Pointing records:
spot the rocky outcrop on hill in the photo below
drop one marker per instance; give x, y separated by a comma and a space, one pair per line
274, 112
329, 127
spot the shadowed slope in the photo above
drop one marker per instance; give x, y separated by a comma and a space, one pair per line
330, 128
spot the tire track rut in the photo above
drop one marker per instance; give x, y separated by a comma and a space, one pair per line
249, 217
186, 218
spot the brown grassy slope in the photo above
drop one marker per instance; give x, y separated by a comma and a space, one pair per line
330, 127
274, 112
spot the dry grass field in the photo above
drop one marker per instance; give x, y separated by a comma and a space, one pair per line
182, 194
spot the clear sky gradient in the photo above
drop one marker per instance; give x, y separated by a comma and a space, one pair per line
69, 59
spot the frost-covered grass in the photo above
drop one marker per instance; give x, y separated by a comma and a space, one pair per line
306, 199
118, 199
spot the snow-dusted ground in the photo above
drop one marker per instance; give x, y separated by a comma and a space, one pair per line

> _Do this_: Copy word for word the lines of the records from the line containing "spot the frost-covered" through the final line of the records.

> _Answer to the task_:
spot the frost-covered grass in the photo above
drop one marker per instance; give x, y separated by a comma and a space, one pair per line
306, 199
118, 199
spot the snow-dusted ground in the photo above
drop one marker per instance; give x, y separated by a comma and a space, one pair per line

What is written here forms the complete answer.